Problem description
Transcribe each of the records below exactly, excluding all pictures.

Dataset excerpt

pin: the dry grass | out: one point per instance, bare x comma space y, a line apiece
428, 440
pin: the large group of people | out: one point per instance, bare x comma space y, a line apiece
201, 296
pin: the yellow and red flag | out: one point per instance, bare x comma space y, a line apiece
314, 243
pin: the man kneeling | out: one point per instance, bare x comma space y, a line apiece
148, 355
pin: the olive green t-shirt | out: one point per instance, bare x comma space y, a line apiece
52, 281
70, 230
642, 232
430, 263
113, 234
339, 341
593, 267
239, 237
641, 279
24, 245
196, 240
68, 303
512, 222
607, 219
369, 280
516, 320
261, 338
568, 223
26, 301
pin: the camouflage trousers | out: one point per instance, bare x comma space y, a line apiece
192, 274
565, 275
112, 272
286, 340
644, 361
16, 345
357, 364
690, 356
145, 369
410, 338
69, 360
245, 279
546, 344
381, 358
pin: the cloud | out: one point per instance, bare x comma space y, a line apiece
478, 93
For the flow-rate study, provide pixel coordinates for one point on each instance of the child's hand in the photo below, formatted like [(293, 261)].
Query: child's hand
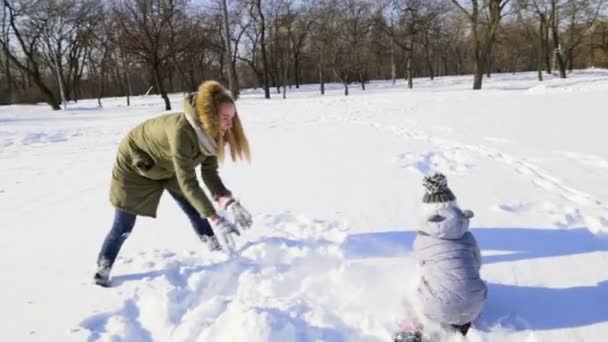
[(468, 213)]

Result of the exercise
pin: the dry grass | out: one point per instance, bare x comma space y, a line apiece
428, 440
pin: the large group of people | out: one point per instance, bare x comma space y, a line apiece
201, 296
pin: the yellow and red flag | out: one point per instance, bare x comma space y, a line apiece
314, 243
pin: the man kneeling | out: one point per instance, bare x comma space y, a line apiece
148, 355
pin: the olive green t-shirt | out: one point per instance, bare x comma space y, a line apiece
52, 281
70, 230
642, 232
430, 263
113, 234
339, 341
593, 267
239, 237
641, 279
24, 245
196, 240
68, 303
512, 222
607, 219
369, 280
516, 320
261, 338
568, 223
26, 301
pin: the camouflage trousers | out: one point per instance, bare x comma space y, a line apiece
192, 274
565, 275
112, 272
286, 340
644, 361
16, 345
357, 364
690, 356
145, 369
410, 338
69, 360
245, 279
546, 344
381, 358
pin: the cloud | out: one point per instance, bare x comma space y, a line apiece
478, 93
For the flow-rate study, provide pixel coordinates for one point on each instance of the child's hand in the photo below, formatted like [(293, 261)].
Query: child's hand
[(468, 213)]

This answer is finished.